• **About this task**: Search the entries for the word "potato" and return every line where it is found.
==== Exercise materials ====
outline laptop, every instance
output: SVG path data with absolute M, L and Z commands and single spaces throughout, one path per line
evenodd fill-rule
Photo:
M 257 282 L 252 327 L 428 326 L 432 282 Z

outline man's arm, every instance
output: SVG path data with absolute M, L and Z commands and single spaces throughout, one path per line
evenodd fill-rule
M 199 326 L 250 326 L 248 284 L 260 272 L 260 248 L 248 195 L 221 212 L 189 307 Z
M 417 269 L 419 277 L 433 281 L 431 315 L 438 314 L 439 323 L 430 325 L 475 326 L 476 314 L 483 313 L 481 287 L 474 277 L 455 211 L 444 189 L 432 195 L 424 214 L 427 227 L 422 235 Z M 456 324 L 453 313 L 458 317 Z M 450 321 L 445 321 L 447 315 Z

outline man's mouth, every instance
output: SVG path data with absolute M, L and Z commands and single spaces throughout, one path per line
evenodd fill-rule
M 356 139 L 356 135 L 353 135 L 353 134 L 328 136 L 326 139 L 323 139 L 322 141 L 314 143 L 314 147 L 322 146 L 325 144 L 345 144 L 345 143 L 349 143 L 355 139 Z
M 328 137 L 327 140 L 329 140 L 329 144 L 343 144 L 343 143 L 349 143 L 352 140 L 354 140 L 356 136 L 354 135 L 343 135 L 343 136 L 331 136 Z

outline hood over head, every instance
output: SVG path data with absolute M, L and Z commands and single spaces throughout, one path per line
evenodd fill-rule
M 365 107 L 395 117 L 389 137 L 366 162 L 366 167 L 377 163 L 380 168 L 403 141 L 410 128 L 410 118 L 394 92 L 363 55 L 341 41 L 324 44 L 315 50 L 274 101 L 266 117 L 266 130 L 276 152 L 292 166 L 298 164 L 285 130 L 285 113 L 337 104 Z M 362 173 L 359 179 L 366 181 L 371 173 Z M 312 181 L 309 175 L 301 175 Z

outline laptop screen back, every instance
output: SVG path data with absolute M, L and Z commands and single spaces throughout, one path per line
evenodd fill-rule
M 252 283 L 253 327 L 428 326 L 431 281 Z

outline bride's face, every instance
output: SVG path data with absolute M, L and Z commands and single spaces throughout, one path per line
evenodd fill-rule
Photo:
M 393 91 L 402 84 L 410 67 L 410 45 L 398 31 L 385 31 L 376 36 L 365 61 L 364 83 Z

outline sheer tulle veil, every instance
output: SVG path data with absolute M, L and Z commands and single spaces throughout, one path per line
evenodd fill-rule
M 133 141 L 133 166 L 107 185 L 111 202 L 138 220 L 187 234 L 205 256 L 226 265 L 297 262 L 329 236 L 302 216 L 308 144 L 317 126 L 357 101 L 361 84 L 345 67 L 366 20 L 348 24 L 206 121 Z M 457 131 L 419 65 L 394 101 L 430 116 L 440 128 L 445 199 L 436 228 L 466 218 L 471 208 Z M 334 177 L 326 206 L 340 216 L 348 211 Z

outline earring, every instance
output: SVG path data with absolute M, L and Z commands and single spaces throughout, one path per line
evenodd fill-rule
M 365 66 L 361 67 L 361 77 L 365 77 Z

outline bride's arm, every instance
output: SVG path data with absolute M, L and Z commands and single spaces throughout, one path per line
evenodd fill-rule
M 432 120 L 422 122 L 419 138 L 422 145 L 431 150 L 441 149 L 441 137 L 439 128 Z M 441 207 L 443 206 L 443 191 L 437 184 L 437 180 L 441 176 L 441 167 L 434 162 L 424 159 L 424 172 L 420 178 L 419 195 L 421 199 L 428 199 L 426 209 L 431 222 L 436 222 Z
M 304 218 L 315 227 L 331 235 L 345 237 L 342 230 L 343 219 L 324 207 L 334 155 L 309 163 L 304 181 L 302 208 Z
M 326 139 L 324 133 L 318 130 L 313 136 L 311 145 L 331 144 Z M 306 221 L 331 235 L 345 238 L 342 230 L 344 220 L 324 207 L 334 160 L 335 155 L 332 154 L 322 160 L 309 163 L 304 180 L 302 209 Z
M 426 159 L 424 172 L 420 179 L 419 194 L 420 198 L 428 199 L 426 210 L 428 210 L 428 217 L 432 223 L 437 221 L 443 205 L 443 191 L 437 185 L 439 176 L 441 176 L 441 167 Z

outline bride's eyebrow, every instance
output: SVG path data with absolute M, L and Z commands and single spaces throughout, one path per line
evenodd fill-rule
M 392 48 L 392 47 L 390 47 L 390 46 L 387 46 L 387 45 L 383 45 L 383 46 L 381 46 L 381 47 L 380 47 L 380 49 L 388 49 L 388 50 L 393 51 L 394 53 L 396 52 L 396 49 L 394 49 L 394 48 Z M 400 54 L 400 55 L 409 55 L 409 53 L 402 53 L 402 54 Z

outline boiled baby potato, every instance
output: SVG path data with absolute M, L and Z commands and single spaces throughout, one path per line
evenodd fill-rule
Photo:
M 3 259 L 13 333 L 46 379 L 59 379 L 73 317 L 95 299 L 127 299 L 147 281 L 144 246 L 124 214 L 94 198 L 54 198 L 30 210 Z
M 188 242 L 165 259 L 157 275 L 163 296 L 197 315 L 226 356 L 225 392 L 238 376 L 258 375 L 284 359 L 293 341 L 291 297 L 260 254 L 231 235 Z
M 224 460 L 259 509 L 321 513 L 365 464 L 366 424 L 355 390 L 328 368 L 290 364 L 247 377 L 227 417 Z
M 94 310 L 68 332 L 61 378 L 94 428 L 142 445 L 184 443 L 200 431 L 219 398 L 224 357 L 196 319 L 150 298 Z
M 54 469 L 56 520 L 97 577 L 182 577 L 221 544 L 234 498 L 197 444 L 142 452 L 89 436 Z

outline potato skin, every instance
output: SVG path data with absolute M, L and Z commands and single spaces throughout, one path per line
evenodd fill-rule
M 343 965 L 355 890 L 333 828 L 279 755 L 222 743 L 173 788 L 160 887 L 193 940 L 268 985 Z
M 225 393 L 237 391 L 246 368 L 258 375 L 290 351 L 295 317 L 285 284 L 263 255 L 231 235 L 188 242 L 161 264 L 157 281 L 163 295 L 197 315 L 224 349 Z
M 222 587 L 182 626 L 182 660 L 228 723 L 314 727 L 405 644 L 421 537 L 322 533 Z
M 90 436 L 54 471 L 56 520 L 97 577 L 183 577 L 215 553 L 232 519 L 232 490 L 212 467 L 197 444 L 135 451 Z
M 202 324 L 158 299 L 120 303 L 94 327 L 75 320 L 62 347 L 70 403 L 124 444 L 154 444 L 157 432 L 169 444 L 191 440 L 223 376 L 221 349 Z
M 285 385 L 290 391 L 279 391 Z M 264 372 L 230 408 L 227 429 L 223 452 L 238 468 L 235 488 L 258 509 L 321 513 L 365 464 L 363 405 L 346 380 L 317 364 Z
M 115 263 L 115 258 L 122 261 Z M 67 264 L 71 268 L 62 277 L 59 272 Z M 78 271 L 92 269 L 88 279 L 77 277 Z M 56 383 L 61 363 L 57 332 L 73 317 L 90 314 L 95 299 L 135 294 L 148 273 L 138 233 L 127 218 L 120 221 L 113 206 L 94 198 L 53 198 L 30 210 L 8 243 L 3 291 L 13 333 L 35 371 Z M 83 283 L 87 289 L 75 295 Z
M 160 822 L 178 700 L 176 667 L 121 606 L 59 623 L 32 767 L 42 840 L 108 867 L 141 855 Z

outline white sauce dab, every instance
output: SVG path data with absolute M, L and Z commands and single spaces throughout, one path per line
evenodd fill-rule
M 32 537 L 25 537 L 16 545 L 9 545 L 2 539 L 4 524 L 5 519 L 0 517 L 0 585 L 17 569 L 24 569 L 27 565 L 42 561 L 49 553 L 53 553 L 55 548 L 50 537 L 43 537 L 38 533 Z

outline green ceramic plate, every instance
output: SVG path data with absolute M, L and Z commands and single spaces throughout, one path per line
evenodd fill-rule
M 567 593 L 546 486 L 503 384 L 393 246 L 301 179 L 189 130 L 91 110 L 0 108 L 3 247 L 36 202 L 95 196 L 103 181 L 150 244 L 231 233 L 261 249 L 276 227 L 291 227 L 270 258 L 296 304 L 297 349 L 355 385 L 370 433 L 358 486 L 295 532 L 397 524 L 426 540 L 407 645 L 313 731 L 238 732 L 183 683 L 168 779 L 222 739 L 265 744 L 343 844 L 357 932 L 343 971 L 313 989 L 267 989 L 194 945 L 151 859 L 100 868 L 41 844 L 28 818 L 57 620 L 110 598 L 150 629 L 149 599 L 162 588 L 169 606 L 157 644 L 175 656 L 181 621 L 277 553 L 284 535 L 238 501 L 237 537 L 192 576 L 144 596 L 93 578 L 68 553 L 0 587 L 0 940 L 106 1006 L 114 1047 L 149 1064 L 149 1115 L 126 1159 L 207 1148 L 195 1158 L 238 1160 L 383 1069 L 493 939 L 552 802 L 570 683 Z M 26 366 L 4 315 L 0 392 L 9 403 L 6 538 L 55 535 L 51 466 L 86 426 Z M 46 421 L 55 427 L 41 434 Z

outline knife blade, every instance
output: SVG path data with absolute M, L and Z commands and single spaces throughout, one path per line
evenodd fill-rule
====
• **Answer space**:
outline boiled baby potato, every instance
outline potato skin, every instance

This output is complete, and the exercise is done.